[Image point grounding data]
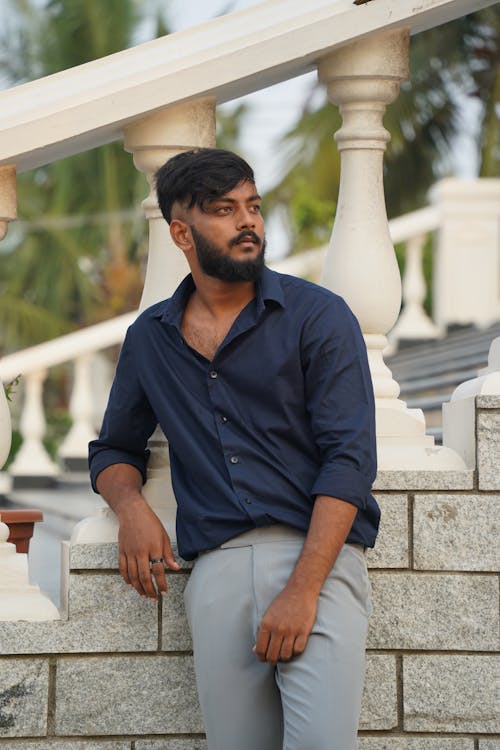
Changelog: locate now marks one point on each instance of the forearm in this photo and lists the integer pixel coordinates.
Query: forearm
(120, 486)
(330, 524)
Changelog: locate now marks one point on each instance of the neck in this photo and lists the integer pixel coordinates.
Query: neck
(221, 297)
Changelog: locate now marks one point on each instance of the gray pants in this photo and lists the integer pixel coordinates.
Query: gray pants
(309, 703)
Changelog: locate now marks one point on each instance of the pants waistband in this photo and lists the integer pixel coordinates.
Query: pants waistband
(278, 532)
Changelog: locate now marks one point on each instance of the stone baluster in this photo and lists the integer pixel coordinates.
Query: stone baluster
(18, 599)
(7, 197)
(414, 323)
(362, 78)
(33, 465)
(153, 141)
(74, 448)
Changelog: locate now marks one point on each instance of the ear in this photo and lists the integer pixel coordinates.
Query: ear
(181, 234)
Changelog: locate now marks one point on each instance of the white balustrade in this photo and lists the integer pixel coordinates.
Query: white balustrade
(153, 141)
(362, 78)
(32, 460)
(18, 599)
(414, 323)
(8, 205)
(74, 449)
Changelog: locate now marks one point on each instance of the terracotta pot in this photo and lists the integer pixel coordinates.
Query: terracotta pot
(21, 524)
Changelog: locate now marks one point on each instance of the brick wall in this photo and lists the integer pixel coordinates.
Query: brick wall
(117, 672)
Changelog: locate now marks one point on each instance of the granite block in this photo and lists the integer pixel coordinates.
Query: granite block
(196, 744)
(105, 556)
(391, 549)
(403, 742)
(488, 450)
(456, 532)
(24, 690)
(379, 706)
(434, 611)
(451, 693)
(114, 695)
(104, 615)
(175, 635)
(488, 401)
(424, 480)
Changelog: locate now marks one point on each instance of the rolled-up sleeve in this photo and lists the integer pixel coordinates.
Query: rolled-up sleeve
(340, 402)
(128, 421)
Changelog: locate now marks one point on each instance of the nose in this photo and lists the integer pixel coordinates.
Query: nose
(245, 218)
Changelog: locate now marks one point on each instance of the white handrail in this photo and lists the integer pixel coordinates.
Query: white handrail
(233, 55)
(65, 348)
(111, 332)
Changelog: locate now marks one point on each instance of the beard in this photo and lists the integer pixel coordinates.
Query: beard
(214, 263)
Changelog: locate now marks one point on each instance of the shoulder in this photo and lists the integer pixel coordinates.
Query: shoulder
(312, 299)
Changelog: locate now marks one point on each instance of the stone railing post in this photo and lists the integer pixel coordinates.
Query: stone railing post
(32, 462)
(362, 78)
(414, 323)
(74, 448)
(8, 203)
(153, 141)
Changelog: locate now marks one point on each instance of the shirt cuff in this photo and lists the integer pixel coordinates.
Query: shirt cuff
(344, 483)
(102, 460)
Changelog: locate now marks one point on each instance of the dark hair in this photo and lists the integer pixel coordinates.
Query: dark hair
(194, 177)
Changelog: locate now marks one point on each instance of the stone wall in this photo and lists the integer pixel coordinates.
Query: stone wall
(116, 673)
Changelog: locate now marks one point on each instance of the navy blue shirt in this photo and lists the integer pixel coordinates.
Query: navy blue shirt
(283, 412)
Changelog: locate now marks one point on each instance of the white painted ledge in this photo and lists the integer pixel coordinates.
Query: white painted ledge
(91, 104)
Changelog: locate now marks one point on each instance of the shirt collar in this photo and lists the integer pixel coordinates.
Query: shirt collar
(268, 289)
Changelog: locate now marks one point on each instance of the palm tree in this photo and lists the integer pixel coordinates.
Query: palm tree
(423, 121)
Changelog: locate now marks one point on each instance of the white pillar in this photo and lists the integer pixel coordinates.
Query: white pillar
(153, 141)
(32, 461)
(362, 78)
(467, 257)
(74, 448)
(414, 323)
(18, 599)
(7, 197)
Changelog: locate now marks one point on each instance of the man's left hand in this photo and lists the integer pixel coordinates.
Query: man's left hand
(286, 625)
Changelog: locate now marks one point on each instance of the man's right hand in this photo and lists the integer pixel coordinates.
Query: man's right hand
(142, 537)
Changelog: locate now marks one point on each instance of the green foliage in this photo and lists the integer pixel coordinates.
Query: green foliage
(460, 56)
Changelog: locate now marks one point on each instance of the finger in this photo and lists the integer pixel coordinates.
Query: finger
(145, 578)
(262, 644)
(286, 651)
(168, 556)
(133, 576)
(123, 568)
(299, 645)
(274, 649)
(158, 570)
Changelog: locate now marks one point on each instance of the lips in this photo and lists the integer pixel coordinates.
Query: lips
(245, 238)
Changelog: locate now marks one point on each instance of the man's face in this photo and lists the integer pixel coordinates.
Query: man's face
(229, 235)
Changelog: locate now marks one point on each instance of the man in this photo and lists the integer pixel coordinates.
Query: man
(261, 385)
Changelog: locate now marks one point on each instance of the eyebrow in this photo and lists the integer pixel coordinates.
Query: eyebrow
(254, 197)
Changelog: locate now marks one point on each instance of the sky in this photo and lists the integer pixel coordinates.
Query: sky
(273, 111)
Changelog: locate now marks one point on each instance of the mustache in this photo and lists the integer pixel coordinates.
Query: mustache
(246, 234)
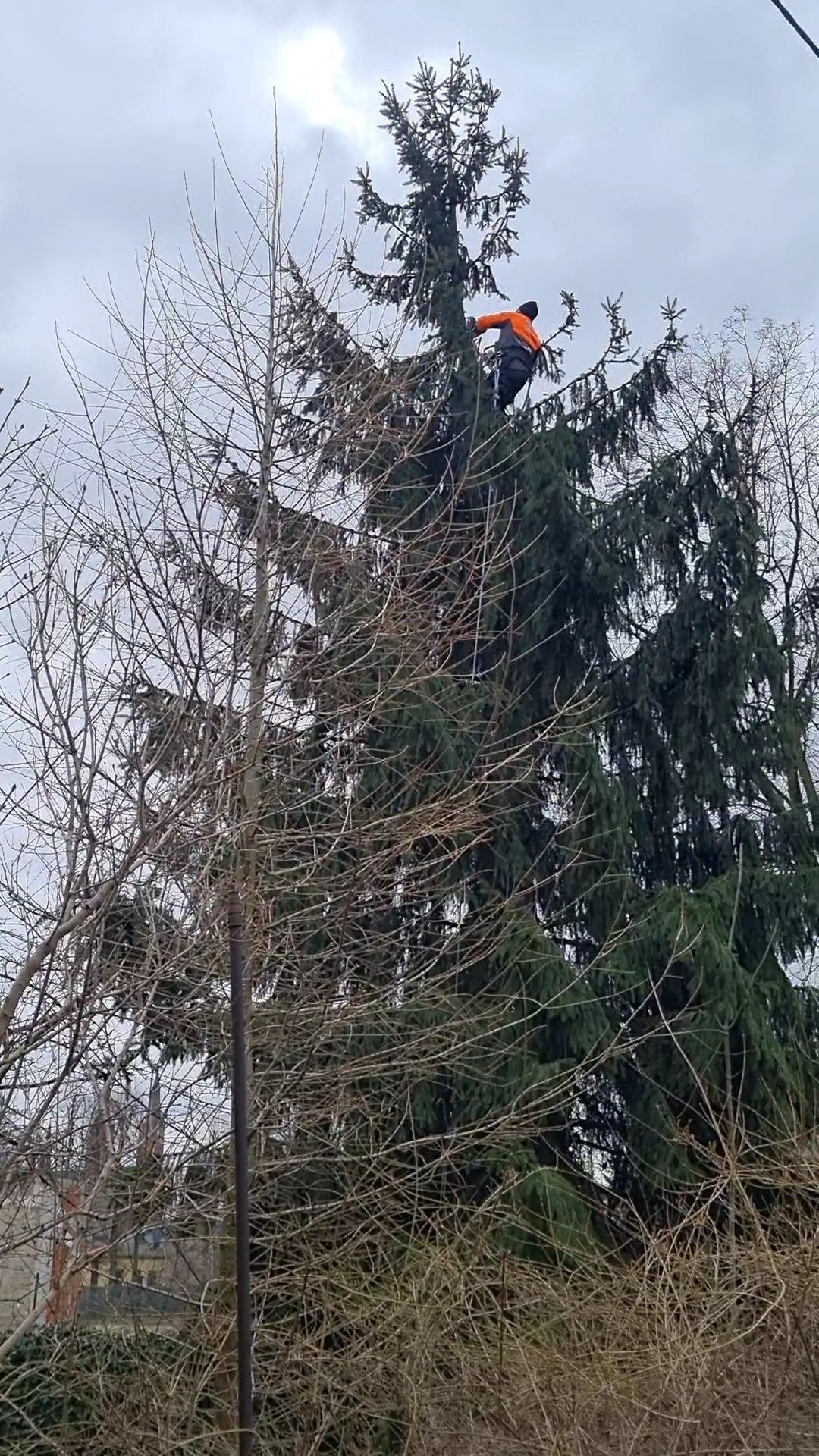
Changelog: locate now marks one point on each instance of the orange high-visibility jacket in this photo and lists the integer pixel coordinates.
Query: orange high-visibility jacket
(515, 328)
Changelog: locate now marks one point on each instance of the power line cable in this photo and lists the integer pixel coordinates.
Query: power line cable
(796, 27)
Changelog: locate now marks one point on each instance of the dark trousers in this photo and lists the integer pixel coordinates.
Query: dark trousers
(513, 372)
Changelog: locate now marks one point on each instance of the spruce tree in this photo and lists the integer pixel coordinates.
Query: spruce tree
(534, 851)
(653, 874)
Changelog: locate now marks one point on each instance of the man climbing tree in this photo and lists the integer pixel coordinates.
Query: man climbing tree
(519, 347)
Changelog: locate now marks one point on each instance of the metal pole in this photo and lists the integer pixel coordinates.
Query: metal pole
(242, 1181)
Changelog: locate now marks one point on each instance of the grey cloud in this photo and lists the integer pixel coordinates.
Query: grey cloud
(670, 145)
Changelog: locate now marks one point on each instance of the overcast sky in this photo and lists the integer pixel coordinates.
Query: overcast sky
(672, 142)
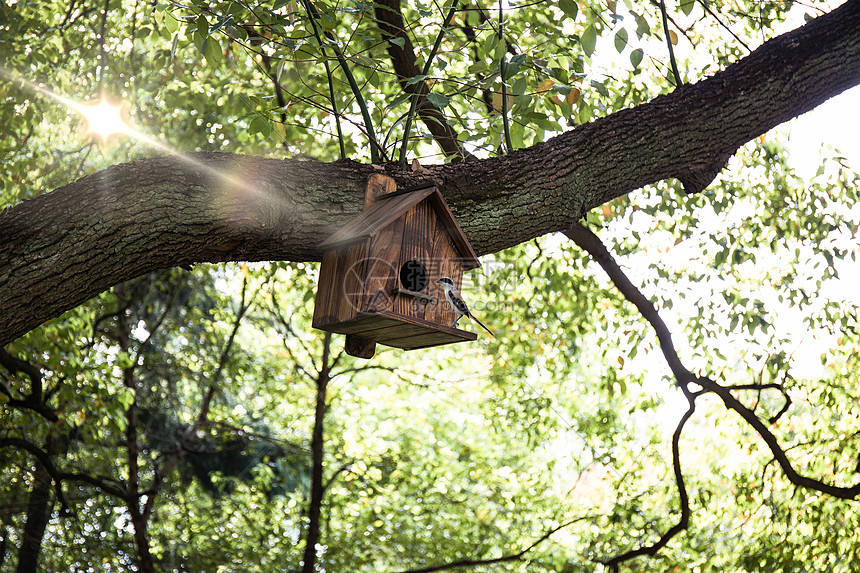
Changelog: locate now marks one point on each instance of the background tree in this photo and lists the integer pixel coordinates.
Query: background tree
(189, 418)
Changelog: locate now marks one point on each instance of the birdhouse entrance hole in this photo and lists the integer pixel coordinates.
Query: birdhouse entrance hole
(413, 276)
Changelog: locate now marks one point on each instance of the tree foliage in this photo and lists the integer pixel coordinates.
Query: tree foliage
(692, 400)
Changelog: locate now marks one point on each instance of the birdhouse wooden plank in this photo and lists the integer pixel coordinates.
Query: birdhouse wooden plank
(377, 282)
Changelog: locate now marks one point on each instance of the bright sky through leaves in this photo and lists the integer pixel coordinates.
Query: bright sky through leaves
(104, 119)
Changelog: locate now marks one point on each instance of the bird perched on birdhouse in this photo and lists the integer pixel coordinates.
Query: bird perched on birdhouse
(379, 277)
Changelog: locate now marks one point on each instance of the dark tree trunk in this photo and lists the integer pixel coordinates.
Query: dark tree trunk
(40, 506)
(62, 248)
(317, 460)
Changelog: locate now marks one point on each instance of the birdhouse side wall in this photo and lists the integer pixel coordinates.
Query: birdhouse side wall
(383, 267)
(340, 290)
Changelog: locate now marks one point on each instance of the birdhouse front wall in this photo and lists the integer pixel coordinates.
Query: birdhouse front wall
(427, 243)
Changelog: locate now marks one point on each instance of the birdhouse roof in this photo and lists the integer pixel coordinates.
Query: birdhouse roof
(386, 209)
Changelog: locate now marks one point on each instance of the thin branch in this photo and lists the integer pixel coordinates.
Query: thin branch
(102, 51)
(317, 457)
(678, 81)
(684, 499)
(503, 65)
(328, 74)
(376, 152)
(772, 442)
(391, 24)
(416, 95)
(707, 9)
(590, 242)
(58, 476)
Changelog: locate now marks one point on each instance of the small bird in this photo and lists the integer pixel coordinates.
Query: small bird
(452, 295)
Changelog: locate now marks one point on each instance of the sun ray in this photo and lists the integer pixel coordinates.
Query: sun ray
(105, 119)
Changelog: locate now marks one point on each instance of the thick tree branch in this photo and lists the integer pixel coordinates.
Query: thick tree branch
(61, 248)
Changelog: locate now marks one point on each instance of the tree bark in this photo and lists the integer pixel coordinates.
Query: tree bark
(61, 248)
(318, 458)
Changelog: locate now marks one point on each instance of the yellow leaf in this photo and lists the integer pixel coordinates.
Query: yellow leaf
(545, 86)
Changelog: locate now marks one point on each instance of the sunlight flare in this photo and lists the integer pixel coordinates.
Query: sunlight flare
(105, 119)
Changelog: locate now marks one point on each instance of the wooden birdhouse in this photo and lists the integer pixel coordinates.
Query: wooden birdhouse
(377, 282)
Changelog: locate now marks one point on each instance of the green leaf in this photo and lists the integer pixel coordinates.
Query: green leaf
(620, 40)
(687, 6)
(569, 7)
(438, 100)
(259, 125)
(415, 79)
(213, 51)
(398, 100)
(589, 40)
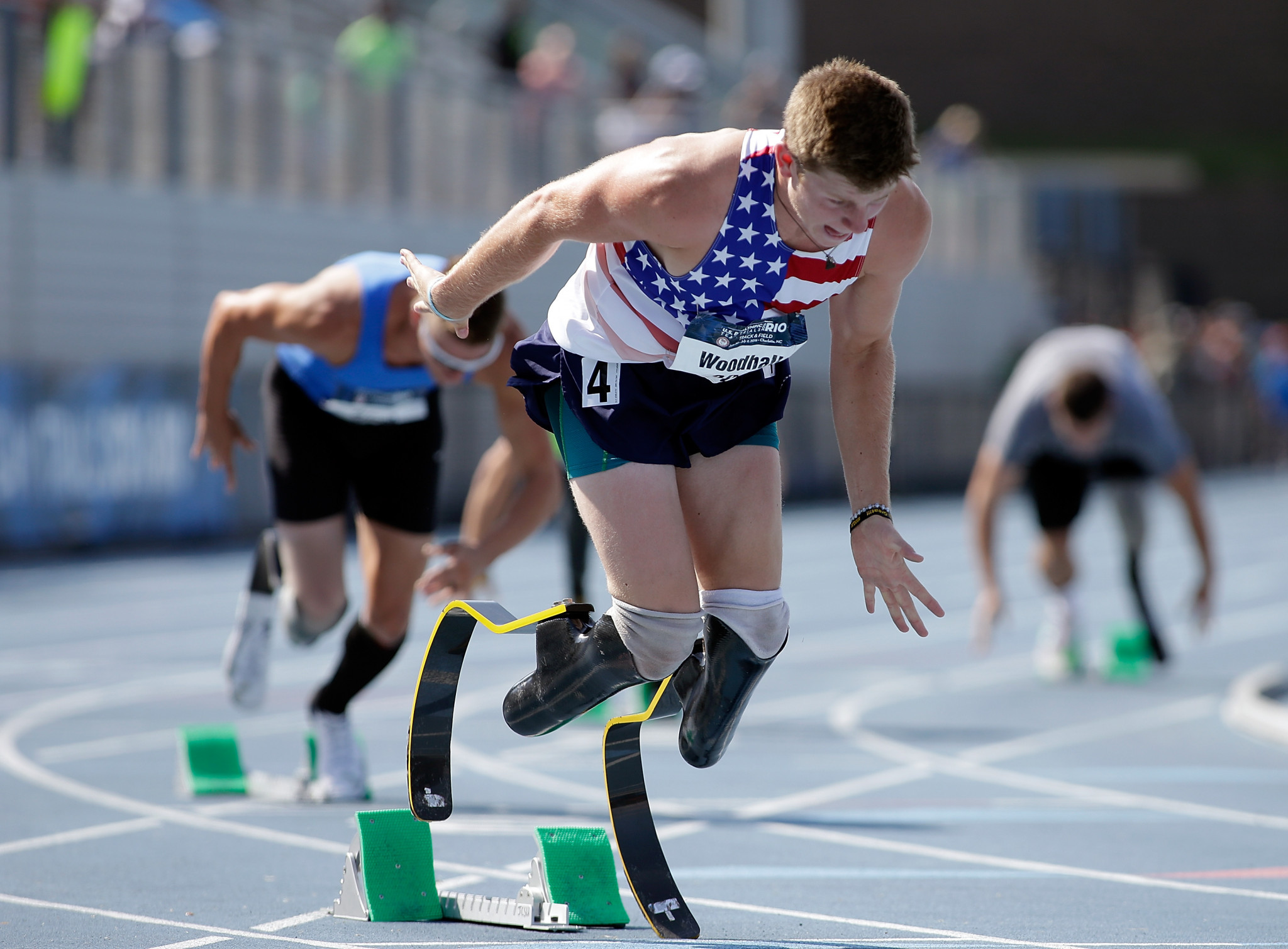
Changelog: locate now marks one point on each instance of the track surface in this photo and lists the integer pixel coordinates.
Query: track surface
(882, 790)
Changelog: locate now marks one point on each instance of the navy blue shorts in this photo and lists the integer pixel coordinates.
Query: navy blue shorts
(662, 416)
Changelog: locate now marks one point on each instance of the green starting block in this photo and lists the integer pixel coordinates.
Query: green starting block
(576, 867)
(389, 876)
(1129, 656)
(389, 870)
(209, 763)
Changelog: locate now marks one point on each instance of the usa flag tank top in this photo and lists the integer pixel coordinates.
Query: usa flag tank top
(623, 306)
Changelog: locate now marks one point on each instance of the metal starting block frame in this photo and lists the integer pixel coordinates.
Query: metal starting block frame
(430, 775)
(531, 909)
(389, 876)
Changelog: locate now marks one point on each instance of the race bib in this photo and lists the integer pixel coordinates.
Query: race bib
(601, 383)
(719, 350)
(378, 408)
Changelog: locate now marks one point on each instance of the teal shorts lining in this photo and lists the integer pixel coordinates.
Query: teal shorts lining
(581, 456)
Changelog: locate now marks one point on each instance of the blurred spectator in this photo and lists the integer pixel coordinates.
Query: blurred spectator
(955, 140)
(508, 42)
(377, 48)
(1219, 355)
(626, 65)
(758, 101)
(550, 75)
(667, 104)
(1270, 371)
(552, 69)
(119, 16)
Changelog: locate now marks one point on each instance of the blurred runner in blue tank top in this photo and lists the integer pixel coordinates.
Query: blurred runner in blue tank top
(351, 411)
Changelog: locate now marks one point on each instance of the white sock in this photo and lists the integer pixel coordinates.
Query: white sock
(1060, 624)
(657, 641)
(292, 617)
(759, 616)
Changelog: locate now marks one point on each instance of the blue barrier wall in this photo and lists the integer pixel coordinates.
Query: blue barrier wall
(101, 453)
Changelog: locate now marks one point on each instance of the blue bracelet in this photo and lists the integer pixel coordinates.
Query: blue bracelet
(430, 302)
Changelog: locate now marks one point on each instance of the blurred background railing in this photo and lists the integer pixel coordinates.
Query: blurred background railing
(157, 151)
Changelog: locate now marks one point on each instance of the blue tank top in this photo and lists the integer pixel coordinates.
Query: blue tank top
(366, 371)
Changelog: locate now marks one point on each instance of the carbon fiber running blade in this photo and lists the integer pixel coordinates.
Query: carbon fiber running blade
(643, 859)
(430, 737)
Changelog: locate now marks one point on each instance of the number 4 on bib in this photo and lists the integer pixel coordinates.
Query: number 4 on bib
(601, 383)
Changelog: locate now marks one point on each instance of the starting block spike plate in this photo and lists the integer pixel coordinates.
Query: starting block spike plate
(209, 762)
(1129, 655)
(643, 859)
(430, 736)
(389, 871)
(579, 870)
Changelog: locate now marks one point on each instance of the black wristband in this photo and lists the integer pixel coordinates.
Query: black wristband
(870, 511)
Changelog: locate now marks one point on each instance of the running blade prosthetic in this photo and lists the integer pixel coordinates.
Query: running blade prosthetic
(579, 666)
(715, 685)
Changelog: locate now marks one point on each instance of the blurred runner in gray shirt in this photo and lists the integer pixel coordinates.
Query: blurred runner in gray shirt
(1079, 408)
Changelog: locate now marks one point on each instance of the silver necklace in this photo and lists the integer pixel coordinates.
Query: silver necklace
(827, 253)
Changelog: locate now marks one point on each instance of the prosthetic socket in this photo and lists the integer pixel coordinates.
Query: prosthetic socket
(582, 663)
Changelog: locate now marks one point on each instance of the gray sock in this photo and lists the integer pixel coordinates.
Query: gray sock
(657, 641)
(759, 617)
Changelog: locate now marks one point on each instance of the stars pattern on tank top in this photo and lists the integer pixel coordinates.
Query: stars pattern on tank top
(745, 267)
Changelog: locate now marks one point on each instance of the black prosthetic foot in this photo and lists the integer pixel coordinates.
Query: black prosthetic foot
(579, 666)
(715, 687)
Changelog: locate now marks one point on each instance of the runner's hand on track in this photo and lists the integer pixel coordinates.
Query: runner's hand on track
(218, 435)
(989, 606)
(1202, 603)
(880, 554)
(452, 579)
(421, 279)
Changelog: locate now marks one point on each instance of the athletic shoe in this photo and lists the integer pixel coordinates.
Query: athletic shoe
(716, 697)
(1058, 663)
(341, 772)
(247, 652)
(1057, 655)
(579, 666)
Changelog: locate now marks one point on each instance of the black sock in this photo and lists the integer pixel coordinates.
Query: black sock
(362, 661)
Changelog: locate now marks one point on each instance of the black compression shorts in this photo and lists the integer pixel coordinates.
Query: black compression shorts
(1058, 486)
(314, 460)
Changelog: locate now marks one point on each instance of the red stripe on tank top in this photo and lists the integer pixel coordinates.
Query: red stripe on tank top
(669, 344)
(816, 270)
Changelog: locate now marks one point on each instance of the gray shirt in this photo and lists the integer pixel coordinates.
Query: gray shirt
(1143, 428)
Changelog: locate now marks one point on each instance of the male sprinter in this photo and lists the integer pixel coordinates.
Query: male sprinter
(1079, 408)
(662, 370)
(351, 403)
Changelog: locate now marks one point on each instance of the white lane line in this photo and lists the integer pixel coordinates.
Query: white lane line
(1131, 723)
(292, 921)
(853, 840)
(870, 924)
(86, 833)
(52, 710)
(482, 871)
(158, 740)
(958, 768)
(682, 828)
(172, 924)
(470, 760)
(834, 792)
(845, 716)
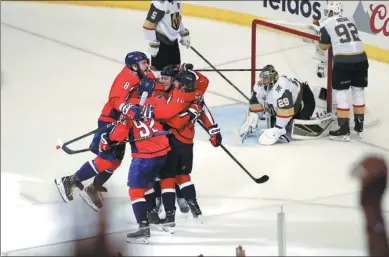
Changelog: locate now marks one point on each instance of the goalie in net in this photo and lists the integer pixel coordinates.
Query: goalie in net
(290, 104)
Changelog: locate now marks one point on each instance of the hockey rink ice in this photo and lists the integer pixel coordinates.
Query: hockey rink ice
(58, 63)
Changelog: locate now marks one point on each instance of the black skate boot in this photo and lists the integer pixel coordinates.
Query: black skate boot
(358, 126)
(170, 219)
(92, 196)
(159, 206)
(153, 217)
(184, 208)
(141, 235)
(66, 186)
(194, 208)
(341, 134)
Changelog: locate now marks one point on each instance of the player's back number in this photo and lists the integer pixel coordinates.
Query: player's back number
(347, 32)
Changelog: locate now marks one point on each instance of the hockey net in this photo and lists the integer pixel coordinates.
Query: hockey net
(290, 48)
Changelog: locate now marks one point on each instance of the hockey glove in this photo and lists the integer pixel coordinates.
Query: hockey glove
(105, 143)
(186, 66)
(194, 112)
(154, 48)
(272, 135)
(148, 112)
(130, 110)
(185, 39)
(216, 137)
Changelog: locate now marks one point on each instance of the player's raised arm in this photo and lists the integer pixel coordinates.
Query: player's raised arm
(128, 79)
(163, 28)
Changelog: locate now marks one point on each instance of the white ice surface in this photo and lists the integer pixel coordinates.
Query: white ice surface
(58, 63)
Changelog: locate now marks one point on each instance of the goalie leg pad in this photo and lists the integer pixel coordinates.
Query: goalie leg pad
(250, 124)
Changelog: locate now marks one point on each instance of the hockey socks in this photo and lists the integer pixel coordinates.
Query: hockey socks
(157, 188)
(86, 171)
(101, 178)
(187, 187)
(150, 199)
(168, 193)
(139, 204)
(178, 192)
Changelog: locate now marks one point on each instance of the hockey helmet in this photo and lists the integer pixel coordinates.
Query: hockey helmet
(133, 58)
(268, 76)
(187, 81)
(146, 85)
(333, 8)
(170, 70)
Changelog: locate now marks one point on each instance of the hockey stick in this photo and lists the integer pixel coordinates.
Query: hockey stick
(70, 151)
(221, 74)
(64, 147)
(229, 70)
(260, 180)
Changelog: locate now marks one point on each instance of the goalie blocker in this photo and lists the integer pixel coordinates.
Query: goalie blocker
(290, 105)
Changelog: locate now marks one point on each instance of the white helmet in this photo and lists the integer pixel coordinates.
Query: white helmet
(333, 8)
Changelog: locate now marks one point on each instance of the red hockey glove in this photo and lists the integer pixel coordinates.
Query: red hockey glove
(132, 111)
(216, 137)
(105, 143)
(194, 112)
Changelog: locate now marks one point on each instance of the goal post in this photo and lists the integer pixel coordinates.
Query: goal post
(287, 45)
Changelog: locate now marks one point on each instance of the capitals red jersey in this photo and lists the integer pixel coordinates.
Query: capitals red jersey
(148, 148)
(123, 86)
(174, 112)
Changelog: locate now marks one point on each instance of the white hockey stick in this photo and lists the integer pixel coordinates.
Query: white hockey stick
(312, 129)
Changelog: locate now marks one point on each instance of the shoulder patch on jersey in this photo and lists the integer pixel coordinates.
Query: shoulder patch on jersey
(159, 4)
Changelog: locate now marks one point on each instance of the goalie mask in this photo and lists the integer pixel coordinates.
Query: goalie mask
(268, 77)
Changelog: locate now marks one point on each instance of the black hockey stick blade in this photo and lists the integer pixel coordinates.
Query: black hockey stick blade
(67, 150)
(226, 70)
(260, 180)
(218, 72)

Task brief: Make an exact copy of the records from their first line through the line containing "of the neck", both ends included, with the pictures omitted.

Task solution:
Changelog: locate now marks one point on each instance of the forearm in this photo and lists the integer pixel coordinates.
Query: forearm
(120, 486)
(330, 524)
Changelog: locate now marks one point on each instance of the neck in this photo and lists the integer pixel coordinates.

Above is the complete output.